▶ Extract
=== Begin Enclosure ===

Aster was a French manufacturer of automobiles and the leading supplier of engines to other manufacturers from 1900 to 1910. Although primarily known as an engine mass manufacturer the company also produced chassis for coachworks.

In 1878 the Aster company was established at 102 rue de Paris, Saint-Denis. Engine id plates stated Ateliers de Construction Mécanique l'Aster. 74, Rue de la Victoire, Paris (the registered office), Usines à St Denis (Seine) (The factory).

At the 1900 'Salon de l'Auto' in Paris Aster exhibited a motor quadricycle equipped with their own 3.5 HP, single cylinder engine. The expanding range included : stationary motors; electricity generator; automobile motors and marine launch motors. There were air-cooled and water cooled Gasoline motors, Kerosene motors, and Gas Motors.

A 12 h.p. Aster was exhibited at the 1903 Crystal Palace Motor Show and a range of Aster cars was sold in Britain between 1905 and 1907.

In Italy the Aster Società Italiana Motori supplied cars and engines from 1906-1908 under licence.

Aster had manufacturing capabilities in Wembley, North London, UK which both traded and stamped the engines as Aster-Wembley. Begbie Manufacturing of Wembley was founded in 1899 by Sydney D Begbie (A.M.I.M.E.) and in the mid-1900s became British licensees of Aster, making mainly stationary engines. In 1913 they became Aster Engineering Co (1913) Ltd and during the First World War made aircraft engines. In 1922 they began producing Aster automobiles. From 1927 they were absorbed into Arrol Johnston & Aster Eng, Dumfries Scotland GB. The last Aster engines were made in 1930 by Meadows.

=== End Enclosure ===

▶ Material supplied

=== Begin Enclosure ===

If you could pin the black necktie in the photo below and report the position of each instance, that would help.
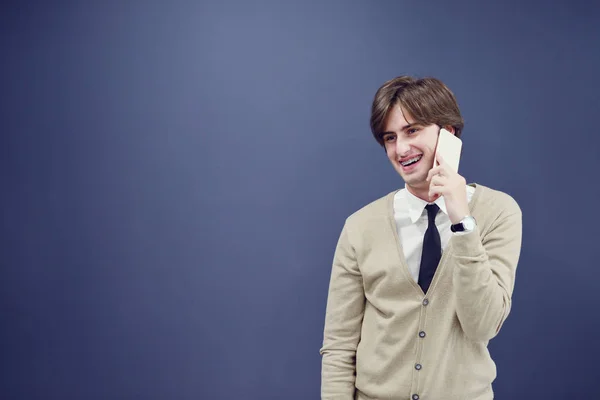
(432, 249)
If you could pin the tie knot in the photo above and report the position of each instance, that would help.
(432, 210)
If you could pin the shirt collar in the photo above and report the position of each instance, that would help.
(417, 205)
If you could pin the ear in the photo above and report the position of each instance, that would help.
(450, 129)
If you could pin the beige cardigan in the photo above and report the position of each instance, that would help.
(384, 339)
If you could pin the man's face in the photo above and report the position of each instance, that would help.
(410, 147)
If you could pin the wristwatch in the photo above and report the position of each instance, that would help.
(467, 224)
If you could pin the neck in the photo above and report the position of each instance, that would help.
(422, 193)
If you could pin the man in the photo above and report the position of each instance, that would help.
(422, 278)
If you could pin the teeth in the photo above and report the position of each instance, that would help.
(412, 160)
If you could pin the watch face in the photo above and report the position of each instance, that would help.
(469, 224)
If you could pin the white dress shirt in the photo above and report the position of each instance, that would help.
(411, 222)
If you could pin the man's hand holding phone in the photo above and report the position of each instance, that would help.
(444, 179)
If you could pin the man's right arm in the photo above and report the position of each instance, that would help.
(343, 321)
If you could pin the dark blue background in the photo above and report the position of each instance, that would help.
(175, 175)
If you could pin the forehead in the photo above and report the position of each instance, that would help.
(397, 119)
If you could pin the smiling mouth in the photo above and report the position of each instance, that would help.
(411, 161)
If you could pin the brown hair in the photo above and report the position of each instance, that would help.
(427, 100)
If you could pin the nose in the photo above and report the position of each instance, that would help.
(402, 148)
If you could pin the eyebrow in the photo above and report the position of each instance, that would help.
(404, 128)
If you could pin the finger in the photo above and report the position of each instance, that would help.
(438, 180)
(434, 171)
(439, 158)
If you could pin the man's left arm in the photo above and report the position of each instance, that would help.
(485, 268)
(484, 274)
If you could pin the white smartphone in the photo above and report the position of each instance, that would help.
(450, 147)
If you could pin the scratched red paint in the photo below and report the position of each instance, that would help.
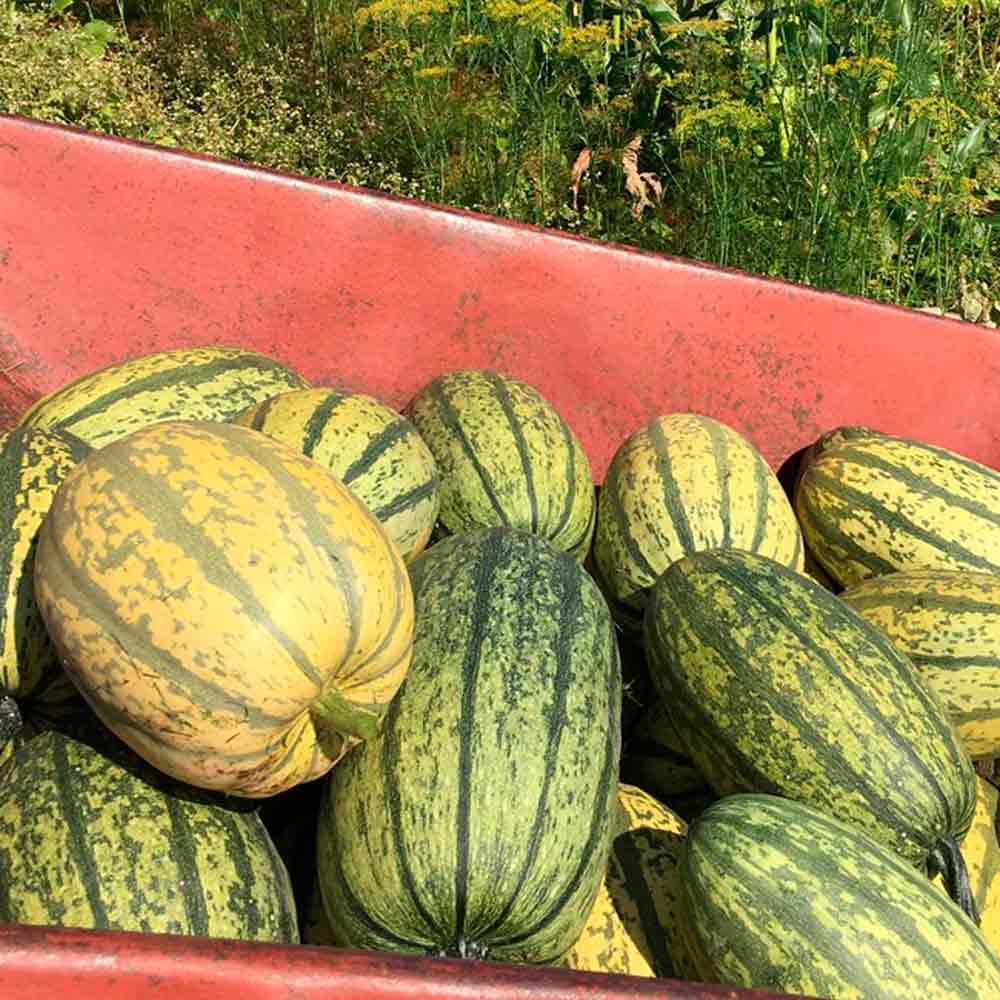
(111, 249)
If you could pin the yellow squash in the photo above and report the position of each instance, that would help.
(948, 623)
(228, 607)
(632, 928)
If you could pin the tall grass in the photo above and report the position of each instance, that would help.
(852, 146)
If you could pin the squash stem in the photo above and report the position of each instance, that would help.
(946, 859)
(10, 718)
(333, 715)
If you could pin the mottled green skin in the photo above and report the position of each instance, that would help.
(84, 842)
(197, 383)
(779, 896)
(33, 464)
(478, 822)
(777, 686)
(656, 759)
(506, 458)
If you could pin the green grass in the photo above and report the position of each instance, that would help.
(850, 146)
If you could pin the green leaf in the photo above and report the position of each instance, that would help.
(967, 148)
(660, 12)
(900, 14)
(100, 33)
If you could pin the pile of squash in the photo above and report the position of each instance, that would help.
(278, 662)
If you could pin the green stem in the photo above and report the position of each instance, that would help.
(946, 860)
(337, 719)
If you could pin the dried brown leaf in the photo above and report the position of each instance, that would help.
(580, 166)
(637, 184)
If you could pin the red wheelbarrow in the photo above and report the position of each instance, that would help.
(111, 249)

=== End Enclosure ===
=== Begin Enclosure ===

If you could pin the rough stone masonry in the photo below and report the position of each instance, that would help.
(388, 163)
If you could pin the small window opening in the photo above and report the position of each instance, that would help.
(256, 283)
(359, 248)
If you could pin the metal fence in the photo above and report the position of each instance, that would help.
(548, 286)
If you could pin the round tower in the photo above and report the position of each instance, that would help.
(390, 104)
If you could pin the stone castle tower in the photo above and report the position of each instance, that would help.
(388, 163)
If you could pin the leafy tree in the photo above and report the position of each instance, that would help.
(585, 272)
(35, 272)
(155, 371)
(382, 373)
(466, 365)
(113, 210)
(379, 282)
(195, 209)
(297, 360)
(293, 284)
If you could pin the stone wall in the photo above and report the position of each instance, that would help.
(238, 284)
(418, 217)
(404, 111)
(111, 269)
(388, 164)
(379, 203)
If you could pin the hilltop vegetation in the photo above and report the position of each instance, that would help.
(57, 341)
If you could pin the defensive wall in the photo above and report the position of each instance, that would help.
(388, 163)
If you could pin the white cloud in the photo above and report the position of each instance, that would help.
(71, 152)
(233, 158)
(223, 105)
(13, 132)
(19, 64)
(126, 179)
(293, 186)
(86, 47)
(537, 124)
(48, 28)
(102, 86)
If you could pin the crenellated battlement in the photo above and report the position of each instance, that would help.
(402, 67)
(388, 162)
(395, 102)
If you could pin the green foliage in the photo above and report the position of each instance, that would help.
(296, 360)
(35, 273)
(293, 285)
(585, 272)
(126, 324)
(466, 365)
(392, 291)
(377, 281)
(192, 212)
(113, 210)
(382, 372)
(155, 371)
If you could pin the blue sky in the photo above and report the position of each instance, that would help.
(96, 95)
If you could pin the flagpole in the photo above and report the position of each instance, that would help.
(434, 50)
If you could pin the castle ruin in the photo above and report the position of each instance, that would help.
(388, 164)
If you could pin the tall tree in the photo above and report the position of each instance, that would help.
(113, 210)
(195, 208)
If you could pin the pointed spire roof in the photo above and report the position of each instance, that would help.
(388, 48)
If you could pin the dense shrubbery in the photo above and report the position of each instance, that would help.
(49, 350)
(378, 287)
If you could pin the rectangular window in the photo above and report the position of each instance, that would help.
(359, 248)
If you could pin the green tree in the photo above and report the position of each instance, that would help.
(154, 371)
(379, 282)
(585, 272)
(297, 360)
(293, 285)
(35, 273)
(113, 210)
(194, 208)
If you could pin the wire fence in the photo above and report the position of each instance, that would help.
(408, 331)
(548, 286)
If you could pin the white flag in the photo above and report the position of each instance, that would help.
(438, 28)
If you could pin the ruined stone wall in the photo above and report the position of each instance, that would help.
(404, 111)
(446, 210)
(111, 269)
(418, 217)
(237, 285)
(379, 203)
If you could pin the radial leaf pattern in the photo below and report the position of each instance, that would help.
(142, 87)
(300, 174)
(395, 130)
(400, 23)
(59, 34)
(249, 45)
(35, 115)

=== End Enclosure ===

▶ Problems to work on
a) In the Aster text, write out again the part that opens with the words containing "In 1878 the" and closes with "and Gas Motors.", substituting "tricycle" for "quadricycle".
b) According to the Aster text, who made the last Aster engines, and in what year?

▶ Results by task
a)
In 1878 the Aster company was established at 102 rue de Paris, Saint-Denis. Engine id plates stated Ateliers de Construction Mécanique l'Aster. 74, Rue de la Victoire, Paris (the registered office), Usines à St Denis (Seine) (The factory).

At the 1900 'Salon de l'Auto' in Paris Aster exhibited a motor tricycle equipped with their own 3.5 HP, single cylinder engine. The expanding range included : stationary motors; electricity generator; automobile motors and marine launch motors. There were air-cooled and water cooled Gasoline motors, Kerosene motors, and Gas Motors.

b) Meadows made them in 1930.